# Brano scelto
È stato Umberto Eco che, tra i primi, le ha proposte al pubblico degli architetti italiani, attraverso il fortunato libro La struttura assente (Bompiani, Milano 1968) che vi consiglio, per chiarezza, puntualità e precisione, di leggere. La denotazione è ciò che una parola vuole dire, il suo significato diretto. La connotazione è un messaggio secondo che traspare. La parola cuore, per esempio, denota un organo del nostro corpo caratterizzato dalla particolare funzione di pompare il sangue. Così se un medico mi dice "hai un cuore forte", quasi sicuramente intende denotare che questo organo lavora bene e non dà adito a preoccupazioni di sorta. Ma la parola cuore può connotare coraggio, lealtà. Quindi se un amico ci dice " hai un cuore forte", sappiamo quasi con certezza che non allude al cuore organo ma al nostro carattere. Insomma, ci sta facendo un complimento.



Denotazione e connotazione coesistono, tanto da essere quasi inestricabili, nel linguaggio di tutti i giorni. Quasi sempre, infatti, quando si parla si denota qualcosa ma, nello stesso tempo, se ne connotano molte altre. Un modo di connotare è per esempio attraverso il tono della voce. Se io dico "ma quanto sei bravo!" a seconda del tono capisco se sono su un livello denotativo (e in questo caso sto facendo l'elogio di una persona) o su un livello connotativo (e in questo caso è probabile che lo stia sfottendo). Un altro modo è attraverso l'allusione. Se io e un'altra persona condividiamo un segreto è evidente che appena io ne faccio cenno, qualunque cosa dica, spingo l'interlocutore a mettersi sulla stessa sintonia d'onda. Ve ne accorgete quando vedete due amici che parlano, chiusi in un loro mondo, e ridono di cose che a voi, anche quando capite il significato letterale delle loro parole, sfuggono. 

Denotazione e connotazione spesso sono inestricabili, tanto che non è facile capire cosa una parola denoti e cosa connoti. E provare a depurare il linguaggio di tutti i significati secondi è una impresa ai limiti dell'impossibile. Ci prova continuamente la scienza per la quale è importante che quando si dica qualcosa si sia certi del suo univoco significato. Ma tutte le arti giocano con una positiva ambiguità semantica. Immaginatevi, per esempio, a cosa sarebbe ridotta la poesia se fosse inchiodata solo al suo livello denotativo. Una poesia come "ognuno sta solo sul cuore della terra trafitto da un raggio di sole" significherebbe che tutti stiamo sdraiati a prendere il sole, mentre invece è attingendo al livello del connotato che questi versi assumono il loro incantevole fascino esistenziale.

# Dati forniti
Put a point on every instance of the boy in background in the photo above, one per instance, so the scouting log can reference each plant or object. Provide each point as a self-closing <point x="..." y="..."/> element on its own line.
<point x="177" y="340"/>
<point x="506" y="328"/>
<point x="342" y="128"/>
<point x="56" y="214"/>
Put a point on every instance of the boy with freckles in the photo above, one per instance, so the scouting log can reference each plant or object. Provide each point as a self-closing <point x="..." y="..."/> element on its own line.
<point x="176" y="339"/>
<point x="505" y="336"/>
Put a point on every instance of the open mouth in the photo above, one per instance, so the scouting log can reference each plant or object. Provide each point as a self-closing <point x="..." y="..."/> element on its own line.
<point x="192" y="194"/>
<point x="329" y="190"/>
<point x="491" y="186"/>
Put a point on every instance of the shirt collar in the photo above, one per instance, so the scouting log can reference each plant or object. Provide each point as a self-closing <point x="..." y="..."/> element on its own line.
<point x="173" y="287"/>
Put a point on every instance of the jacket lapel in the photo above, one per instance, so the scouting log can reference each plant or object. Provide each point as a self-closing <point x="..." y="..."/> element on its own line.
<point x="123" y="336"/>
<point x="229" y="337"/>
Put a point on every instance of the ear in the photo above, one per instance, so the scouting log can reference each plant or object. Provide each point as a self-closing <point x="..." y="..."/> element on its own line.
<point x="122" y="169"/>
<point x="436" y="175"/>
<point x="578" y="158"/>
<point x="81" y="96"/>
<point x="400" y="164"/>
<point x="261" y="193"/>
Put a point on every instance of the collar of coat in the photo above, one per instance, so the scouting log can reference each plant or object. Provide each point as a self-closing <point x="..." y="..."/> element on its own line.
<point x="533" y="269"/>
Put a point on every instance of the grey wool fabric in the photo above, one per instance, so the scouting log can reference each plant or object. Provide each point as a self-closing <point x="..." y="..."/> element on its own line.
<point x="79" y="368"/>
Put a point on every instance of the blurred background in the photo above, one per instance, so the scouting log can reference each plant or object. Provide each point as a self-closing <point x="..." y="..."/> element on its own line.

# Dettagli esercizio
Estendi il brano su denotazione e connotazione proseguendo dopo la sua ultima frase. Le righe sono materiale a sé, distinto dal brano.

# Esito del compito
Anche in architettura esistono i due livelli, denotativo e connotativo. Umberto Eco, nel libro di cui vi ho appena accennato, presenta numerosi esempi: un trono denota la funzione di sedia ma connota regalità, indipendentemente dalla comodità della seduta; una porta invita a passare ma l'ingresso principale di un palazzo rinascimentale connota valori connessi con l'importanza della famiglia. Insomma: in ogni struttura architettonica dietro al significato semplice di una parola, si nascondono concetti complessi; e ogni oggetto, dietro all'indicazione del proprio uso nasconde un universo di senso.

La connotazione, come abbiamo visto, è, però, di per sé ambigua. Uno stesso ente architettonico può dire cose molto diverse: una colonna, in un contesto classico, per esempio, potrebbe connotare solidità e armonia; in uno manierista ricordare un ordine messo in crisi; o, infine, in un contesto postmodern alludere ironicamente a un passato che non può più tornare.

Esattamente nello stesso modo come la frase "hai un gran cuore" potrebbe significa una cosa se detta da un medico in un ambulatorio e un'altra da un amico che ti ha chiesto un prestito. E in quest'ultimo caso avere un valore positivo se detta a prestito avvenuto e negativo se detta a prestito negato.

Ecco emergere una prima regola: a nessuna frase, presa da sola, può essere attribuito un significato connotativo preciso. Che emergerà solo dalla comprensione del ruolo che gioca l'elemento all'interno del contesto. Nel caso dell'architettura: che emergerà dal raffronto con gli altri elementi dell'edificio, con il luogo in cui si colloca e le circostanze che lo determinano. 
Un altro motivo di ambiguità della connotazione risiede nel fatto che le regole che la codificano non sono valide una volta per tutte ma variano in relazione ai vari gruppi che le usano. Dicevamo prima che due amici, per esempio, a volte si capiscono al volo alludendo a cose che per altri non hanno alcun significato. Un po' lo stesso avviene nel campo dell'arte e dell'architettura dove vi capiterà di vedere, davanti alla stessa opera, persone che le comprendono e le apprezzano e altre che, in assenza o carenza di un codice di lettura, le snobbano. E di ammirare in futuro ciò di cui adesso non capite il senso. Segno quindi che non sempre i meccanismi che permettono di decodificare un'opera sono rinvenibili al suo interno. Avrete bisogno di trovarle o in altri lavori dell'architetto oppure nei libri di critica e di teoria. Per rimanere all'esempio precedente è un po' come se per interpretare a cosa alludono due amici che voi non comprendete, andiate a cercare altrove -per esempio da conoscenti comuni, da scritti segreti, dai familiari- le chiavi di lettura.

Inoltre in arte, e quindi anche in architettura, esiste una regola che potremmo chiamare dell'accumulazione temporale, secondo la quale il valore di un segno è sempre strettamente connesso al significato dei segni che lo hanno preceduto. E nessuna opera, neanche la più radicale e originale, può prescindere da questa dimensione storica del linguaggio.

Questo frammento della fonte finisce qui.